● **EXERCISE OBJECTIVE**: Copy out the stretch of data from the line that contains "Quick check: Given the image above, locate every dishwasher." through the end of the data, keeping every line, and shift each bounding-box coordinate in the answers up by 115.

● **PROVIDED INFORMATION**:
----------

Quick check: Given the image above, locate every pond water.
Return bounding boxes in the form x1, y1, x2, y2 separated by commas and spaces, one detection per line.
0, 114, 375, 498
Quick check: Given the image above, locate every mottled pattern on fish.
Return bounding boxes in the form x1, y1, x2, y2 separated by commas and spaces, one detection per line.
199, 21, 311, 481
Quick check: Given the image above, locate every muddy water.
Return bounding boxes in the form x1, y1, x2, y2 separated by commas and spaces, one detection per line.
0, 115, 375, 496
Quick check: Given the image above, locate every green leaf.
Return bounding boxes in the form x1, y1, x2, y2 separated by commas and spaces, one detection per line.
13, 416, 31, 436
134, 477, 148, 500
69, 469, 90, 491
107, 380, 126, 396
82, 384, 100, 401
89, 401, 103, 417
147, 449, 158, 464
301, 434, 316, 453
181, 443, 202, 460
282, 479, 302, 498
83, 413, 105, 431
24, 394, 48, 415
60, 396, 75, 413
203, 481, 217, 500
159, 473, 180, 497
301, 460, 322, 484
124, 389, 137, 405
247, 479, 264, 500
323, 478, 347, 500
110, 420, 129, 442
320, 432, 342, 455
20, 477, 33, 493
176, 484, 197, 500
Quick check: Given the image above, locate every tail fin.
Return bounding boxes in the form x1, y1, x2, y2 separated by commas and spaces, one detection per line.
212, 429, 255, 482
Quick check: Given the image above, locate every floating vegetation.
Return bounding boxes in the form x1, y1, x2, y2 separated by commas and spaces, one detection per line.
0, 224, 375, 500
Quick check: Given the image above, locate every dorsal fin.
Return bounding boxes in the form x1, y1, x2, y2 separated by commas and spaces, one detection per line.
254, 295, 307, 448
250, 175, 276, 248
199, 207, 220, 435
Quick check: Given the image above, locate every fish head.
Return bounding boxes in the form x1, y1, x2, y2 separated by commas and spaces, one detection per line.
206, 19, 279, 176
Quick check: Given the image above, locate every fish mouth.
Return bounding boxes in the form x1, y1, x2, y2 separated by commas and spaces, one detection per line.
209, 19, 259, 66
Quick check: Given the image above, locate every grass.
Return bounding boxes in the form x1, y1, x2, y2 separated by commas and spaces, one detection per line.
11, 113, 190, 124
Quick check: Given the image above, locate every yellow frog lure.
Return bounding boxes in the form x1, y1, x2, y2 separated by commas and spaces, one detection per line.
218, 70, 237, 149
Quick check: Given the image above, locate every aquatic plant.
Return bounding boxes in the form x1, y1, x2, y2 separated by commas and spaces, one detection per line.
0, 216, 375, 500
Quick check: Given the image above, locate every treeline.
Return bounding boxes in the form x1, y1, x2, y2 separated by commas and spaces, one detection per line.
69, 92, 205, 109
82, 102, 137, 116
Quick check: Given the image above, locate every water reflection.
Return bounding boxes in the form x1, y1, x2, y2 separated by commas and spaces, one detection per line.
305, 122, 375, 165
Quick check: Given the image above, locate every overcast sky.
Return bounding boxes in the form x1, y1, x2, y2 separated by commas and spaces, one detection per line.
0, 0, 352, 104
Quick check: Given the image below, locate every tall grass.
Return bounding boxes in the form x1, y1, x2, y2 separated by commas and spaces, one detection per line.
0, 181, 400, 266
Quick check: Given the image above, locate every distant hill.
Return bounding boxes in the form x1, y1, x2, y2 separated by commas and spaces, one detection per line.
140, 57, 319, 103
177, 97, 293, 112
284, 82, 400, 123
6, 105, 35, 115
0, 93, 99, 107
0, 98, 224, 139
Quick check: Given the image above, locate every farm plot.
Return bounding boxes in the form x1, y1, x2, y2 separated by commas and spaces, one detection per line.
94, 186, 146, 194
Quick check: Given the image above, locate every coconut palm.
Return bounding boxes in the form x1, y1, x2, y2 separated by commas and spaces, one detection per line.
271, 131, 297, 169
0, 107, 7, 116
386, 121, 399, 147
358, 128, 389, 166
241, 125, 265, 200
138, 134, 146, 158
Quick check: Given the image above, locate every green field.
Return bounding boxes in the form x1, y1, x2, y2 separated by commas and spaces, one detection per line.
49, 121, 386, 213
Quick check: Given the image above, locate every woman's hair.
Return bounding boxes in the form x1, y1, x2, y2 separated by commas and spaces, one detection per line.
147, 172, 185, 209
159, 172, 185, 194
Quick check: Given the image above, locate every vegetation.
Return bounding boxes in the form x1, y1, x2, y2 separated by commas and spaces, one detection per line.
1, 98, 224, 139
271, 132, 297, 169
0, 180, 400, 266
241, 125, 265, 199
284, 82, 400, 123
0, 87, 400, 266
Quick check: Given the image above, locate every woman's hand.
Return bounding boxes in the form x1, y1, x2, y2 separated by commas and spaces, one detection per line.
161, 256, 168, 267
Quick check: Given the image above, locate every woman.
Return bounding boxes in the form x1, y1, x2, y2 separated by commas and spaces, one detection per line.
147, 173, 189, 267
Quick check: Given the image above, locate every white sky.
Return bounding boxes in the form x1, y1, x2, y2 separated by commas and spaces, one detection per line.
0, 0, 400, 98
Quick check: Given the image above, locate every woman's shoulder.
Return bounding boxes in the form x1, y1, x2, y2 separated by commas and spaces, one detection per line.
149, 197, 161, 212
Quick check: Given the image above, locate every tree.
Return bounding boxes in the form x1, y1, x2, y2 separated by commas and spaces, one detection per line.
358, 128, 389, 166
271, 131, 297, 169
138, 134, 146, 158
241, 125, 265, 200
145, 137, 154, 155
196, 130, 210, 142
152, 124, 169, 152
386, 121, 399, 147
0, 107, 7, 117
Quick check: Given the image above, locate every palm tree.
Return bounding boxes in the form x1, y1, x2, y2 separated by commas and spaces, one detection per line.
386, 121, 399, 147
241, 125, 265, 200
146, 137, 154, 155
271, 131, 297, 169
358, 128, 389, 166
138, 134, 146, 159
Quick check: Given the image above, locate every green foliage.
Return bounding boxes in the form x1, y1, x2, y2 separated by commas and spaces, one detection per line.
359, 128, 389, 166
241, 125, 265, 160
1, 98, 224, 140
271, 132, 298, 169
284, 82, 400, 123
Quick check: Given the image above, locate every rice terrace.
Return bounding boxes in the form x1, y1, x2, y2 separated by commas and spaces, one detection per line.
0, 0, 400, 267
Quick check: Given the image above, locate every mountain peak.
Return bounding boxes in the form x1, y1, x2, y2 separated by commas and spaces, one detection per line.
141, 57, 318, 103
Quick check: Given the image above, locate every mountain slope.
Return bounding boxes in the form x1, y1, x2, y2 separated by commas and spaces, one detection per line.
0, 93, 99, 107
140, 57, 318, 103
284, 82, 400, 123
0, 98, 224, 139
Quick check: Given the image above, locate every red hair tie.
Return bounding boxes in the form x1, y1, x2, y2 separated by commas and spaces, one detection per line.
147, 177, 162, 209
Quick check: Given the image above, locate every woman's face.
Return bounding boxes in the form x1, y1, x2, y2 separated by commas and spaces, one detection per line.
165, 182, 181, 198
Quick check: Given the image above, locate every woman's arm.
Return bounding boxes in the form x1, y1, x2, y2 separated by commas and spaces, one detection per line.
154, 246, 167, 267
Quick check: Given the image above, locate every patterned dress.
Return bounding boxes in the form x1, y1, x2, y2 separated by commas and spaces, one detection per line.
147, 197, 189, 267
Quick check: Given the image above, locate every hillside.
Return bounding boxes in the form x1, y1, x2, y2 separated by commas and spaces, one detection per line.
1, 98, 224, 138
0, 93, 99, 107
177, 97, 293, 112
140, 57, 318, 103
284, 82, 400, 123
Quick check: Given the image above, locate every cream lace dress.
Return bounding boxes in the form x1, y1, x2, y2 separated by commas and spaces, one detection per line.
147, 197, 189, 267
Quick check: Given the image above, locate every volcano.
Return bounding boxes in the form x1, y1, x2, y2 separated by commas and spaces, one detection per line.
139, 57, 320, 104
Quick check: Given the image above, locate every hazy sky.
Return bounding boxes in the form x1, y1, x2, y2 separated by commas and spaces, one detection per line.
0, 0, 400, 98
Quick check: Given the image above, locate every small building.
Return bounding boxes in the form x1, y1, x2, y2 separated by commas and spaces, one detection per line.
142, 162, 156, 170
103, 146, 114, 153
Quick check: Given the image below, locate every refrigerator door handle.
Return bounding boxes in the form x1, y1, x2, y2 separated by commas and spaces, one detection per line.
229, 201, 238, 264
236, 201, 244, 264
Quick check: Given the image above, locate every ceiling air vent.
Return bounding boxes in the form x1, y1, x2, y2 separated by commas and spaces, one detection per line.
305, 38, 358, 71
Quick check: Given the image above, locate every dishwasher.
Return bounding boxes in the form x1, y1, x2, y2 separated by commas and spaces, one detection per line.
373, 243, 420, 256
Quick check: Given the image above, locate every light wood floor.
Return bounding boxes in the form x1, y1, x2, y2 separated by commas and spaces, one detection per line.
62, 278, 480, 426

----------

● **FULL RESPONSE**:
Quick check: Given the image above, locate every dishwasher.
Return bounding boxes in the form x1, y1, x2, y2 separated by commas and spaces, one detection per line.
488, 358, 535, 371
Quick check: Given the image above, locate every light wood floor.
Return bounding boxes in the form x1, y1, x2, y2 separated by commas and spaces, one detection per line.
177, 393, 595, 541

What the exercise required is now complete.